● EXTRAIT DE PAGE:
Réformes et investissements nécessaires pour alimenter l’avenir énergétique propre de l’Asie centrale
La panne d’électricité qui a frappé une grande partie de l’Asie centrale en janvier 2022 a été un rappel brutal du besoin de la région d’un approvisionnement fiable et durable en électricité pour alimenter ses économies. Dans les villes et les provinces du Kazakhstan, du Kirghizistan et de l’Ouzbékistan, les bureaux et les écrans d’ordinateur se sont éteints, les petites et moyennes entreprises ont dû interrompre leur travail et la circulation s’est arrêtée.
La panne d’électricité généralisée a démontré que pour soutenir une économie et une population en croissance, les gouvernements d’Asie centrale devront redoubler d’efforts pour investir et attirer des capitaux privés dans les infrastructures énergétiques et la maintenance. Elle a également montré que les pays interconnectés – ce qui est moins le cas des républiques d’Asie centrale depuis l’indépendance – peuvent puiser de l’électricité chez leurs voisins en cas de besoin et peuvent satisfaire leur demande énergétique à moindre coût.

● CONSIGNES ET EXIGENCES: Recopiez, dans l'extrait sur la panne d'électricité en Asie centrale, le passage qui s'ouvre sur les mots contenant « La panne d’électricité généralisée » et se ferme sur « à moindre coût. ».

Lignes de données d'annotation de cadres
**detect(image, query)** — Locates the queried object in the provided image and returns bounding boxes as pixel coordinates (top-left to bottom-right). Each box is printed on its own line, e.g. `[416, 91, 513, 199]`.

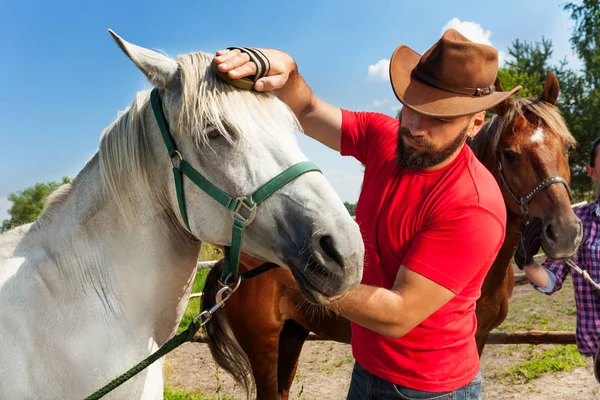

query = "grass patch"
[164, 388, 234, 400]
[498, 345, 586, 384]
[497, 277, 577, 332]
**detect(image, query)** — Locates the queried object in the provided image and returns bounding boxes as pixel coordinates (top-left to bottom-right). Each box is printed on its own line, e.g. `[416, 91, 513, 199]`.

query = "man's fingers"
[254, 74, 286, 91]
[229, 62, 256, 79]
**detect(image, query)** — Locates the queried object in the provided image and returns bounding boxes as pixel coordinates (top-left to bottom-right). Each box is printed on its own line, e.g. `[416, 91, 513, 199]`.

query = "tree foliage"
[2, 177, 70, 232]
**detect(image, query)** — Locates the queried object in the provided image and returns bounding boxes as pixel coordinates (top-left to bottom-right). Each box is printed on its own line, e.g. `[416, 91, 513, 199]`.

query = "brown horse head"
[484, 71, 582, 259]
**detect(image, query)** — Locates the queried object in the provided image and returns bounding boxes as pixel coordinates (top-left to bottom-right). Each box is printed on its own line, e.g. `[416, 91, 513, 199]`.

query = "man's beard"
[396, 126, 469, 171]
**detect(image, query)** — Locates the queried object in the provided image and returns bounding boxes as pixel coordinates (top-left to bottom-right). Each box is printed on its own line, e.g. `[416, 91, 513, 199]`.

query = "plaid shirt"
[533, 199, 600, 356]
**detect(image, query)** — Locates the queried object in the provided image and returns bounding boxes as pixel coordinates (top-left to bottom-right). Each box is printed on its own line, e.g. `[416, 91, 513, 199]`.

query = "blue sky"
[0, 0, 580, 221]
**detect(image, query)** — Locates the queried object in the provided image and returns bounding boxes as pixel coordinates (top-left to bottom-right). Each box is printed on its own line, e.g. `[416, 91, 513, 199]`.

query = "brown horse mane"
[469, 97, 577, 158]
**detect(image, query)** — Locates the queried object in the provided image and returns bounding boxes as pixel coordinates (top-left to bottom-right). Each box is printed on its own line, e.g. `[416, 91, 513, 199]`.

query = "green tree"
[564, 0, 600, 88]
[1, 177, 70, 232]
[344, 201, 356, 217]
[561, 0, 600, 200]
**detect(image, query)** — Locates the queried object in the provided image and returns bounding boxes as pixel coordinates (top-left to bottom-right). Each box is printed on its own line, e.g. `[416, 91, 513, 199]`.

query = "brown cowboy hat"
[390, 29, 522, 117]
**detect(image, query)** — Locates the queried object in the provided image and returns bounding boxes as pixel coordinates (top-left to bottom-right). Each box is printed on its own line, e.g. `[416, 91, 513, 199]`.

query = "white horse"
[0, 32, 363, 399]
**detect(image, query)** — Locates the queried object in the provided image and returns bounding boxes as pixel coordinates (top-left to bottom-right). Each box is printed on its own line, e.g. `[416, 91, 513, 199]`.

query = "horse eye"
[502, 150, 517, 162]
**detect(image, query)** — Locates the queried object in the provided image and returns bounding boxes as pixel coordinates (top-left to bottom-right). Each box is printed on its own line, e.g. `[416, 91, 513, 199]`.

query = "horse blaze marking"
[530, 128, 544, 143]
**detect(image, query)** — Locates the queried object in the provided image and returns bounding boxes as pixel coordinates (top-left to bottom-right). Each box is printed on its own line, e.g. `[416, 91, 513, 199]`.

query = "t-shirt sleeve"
[402, 207, 505, 293]
[340, 109, 399, 165]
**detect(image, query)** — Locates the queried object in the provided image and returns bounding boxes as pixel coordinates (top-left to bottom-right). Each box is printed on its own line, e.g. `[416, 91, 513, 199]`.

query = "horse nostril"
[319, 235, 344, 268]
[545, 224, 558, 242]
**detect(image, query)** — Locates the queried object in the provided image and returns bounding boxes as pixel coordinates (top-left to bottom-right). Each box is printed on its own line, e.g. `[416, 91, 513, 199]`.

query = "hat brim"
[390, 45, 522, 118]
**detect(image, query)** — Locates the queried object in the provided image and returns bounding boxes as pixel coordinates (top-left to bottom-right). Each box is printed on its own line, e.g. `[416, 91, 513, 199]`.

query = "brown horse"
[204, 71, 582, 399]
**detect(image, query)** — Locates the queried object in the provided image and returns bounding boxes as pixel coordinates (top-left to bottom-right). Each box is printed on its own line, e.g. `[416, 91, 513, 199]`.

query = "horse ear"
[108, 29, 179, 89]
[540, 70, 560, 105]
[494, 78, 508, 116]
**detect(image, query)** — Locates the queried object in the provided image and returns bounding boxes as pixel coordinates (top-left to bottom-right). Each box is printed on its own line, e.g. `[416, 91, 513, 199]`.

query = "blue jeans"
[346, 362, 482, 400]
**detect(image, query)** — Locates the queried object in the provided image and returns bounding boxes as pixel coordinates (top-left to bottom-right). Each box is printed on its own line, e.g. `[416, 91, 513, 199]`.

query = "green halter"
[150, 88, 321, 284]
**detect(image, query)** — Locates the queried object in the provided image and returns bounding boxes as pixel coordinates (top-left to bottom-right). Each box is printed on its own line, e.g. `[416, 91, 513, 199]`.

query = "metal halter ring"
[171, 150, 183, 169]
[231, 196, 256, 226]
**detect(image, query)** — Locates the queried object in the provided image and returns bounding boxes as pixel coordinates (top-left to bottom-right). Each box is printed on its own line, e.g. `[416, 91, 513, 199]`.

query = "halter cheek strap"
[150, 88, 321, 285]
[497, 155, 573, 219]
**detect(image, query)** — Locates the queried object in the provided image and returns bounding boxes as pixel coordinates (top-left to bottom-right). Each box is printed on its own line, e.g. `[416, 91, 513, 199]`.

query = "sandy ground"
[166, 268, 600, 400]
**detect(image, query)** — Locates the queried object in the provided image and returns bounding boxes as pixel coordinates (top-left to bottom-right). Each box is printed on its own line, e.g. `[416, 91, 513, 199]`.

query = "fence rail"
[190, 201, 587, 344]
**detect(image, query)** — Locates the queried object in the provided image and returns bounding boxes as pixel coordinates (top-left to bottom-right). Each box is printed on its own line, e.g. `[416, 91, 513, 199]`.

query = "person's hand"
[214, 49, 296, 91]
[515, 217, 542, 270]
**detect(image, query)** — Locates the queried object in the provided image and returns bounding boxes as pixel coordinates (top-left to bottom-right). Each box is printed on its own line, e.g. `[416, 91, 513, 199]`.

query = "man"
[215, 30, 520, 399]
[515, 138, 600, 382]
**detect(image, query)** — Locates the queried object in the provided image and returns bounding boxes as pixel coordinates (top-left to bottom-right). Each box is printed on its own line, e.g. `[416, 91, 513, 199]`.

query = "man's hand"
[215, 49, 296, 91]
[515, 217, 542, 270]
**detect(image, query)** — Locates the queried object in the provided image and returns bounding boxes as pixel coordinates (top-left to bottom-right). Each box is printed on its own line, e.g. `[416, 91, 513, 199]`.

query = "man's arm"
[334, 266, 455, 339]
[215, 49, 342, 151]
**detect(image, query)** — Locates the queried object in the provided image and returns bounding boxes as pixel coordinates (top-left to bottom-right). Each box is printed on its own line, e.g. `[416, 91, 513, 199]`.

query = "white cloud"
[0, 197, 12, 223]
[442, 18, 506, 66]
[442, 18, 492, 46]
[367, 58, 390, 81]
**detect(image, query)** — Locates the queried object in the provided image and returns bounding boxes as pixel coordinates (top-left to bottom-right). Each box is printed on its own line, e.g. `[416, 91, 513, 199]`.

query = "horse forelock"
[99, 52, 301, 222]
[473, 97, 577, 155]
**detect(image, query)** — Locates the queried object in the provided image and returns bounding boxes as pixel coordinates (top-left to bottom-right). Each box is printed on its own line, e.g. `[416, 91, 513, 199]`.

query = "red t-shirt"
[341, 110, 506, 392]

● RÉPONSE RÉDIGÉE:
La panne d’électricité généralisée a démontré que pour soutenir une économie et une population en croissance, les gouvernements d’Asie centrale devront redoubler d’efforts pour investir et attirer des capitaux privés dans les infrastructures énergétiques et la maintenance. Elle a également montré que les pays interconnectés – ce qui est moins le cas des républiques d’Asie centrale depuis l’indépendance – peuvent puiser de l’électricité chez leurs voisins en cas de besoin et peuvent satisfaire leur demande énergétique à moindre coût.